[Natural language region descriptions]
*** Block opens ***

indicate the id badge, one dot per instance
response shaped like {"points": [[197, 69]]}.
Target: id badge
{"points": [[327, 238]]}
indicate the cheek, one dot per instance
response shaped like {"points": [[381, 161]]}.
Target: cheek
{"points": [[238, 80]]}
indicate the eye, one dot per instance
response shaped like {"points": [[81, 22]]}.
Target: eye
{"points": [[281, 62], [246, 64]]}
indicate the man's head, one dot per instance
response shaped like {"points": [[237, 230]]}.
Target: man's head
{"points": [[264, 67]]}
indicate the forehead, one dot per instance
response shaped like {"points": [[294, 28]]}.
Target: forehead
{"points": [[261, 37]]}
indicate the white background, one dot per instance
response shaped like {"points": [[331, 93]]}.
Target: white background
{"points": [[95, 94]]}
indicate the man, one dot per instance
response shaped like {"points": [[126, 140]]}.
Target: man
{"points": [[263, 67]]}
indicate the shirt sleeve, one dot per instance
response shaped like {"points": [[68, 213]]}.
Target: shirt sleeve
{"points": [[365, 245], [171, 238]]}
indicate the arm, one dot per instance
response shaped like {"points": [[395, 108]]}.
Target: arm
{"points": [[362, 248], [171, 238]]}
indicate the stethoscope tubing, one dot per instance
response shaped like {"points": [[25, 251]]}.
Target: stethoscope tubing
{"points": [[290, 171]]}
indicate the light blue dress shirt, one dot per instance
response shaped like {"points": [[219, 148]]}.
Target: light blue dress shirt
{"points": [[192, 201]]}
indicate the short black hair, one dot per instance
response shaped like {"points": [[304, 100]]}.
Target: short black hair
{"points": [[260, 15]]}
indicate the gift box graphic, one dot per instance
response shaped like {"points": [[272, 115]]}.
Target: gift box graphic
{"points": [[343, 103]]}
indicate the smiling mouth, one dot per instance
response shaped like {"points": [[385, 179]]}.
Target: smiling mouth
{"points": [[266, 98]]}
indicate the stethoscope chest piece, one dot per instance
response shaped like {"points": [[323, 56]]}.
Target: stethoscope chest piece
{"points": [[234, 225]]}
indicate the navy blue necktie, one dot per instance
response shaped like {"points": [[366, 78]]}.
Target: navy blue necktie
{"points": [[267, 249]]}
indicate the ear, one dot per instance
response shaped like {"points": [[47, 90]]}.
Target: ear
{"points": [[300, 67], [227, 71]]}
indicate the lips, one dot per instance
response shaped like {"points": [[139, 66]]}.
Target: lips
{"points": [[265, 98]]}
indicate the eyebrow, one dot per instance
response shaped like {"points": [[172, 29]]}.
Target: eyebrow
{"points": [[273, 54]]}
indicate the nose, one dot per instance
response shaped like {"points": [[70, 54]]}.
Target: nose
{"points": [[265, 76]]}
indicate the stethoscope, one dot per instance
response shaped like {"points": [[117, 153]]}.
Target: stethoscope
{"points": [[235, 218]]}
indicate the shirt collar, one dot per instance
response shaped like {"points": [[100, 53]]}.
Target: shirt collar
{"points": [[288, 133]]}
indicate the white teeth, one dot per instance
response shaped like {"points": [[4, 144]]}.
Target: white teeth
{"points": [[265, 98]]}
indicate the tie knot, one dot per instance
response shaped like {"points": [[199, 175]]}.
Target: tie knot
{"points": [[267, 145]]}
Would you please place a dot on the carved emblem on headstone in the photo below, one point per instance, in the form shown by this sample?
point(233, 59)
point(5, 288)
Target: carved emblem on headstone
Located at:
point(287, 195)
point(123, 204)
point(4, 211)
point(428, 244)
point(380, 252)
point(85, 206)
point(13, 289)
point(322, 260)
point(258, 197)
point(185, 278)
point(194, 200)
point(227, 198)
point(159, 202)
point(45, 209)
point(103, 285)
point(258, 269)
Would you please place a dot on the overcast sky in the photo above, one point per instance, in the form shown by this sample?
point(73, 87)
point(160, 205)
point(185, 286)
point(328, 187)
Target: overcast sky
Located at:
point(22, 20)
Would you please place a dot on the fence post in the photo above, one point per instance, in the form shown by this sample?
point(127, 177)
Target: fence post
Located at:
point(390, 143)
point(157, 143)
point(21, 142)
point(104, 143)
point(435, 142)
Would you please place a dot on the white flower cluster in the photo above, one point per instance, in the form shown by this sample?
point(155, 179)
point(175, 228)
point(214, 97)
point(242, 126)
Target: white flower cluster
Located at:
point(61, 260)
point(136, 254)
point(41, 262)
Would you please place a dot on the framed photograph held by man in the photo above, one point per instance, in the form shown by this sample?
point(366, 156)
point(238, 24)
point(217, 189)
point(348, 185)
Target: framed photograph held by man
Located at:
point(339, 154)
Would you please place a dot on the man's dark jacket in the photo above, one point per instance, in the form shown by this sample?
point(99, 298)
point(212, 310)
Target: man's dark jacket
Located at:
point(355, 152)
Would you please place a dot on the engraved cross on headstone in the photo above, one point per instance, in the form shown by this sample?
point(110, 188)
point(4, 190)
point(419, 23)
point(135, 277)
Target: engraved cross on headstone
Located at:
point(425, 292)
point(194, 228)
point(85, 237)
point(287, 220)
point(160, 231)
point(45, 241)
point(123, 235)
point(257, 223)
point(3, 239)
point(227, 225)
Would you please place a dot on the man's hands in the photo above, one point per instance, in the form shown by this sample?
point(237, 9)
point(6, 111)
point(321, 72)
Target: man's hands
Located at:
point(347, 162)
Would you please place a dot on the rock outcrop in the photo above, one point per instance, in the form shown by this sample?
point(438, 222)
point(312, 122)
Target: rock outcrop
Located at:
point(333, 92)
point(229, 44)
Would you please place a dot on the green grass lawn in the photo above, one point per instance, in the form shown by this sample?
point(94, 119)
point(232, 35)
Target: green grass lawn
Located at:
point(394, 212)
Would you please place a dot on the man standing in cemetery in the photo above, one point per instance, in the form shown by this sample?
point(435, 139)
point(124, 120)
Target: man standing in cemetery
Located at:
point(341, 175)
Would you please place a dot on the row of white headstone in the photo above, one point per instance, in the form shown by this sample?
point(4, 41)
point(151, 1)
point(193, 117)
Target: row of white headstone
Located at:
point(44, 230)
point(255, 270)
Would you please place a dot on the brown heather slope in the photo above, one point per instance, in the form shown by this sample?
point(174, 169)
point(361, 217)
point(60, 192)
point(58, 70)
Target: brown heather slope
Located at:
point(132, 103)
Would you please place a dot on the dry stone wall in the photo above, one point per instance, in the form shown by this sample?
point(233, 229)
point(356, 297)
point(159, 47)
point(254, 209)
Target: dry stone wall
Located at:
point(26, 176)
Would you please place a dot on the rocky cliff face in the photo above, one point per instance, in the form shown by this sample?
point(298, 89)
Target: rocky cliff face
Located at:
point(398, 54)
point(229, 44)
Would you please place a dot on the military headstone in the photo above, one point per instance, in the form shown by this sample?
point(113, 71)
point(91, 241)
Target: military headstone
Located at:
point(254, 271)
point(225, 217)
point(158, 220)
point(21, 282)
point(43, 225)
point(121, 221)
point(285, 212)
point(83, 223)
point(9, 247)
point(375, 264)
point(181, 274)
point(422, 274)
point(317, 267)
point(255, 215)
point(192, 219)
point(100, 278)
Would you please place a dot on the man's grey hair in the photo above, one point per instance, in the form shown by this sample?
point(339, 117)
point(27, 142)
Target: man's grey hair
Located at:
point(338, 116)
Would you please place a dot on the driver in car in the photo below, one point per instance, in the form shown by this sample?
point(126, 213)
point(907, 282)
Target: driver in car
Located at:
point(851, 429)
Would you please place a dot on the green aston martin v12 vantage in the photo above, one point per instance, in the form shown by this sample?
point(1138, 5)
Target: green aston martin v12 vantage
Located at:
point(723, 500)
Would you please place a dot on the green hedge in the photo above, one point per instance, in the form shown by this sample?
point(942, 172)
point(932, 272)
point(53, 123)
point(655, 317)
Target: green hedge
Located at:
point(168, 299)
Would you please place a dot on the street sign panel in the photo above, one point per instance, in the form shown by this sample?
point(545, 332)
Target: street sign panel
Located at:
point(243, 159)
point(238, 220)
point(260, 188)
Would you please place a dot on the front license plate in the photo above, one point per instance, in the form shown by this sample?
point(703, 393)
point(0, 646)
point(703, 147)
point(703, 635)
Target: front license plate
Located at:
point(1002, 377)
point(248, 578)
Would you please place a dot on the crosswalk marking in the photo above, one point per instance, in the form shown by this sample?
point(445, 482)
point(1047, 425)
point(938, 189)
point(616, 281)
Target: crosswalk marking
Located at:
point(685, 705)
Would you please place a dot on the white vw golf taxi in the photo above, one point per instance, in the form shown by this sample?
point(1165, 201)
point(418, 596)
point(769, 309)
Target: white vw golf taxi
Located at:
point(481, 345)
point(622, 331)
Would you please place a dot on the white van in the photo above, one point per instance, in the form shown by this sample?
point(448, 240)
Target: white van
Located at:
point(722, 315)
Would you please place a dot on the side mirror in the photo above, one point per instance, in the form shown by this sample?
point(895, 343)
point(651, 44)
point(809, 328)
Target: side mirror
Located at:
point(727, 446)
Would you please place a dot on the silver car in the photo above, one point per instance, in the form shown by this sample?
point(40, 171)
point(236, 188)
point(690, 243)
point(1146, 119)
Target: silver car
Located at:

*** Block closes ***

§ **Assignment**: Going through the records, say how many lines hold the string "hands". Only the number should be given.

§ **Reply to the exercise**: 2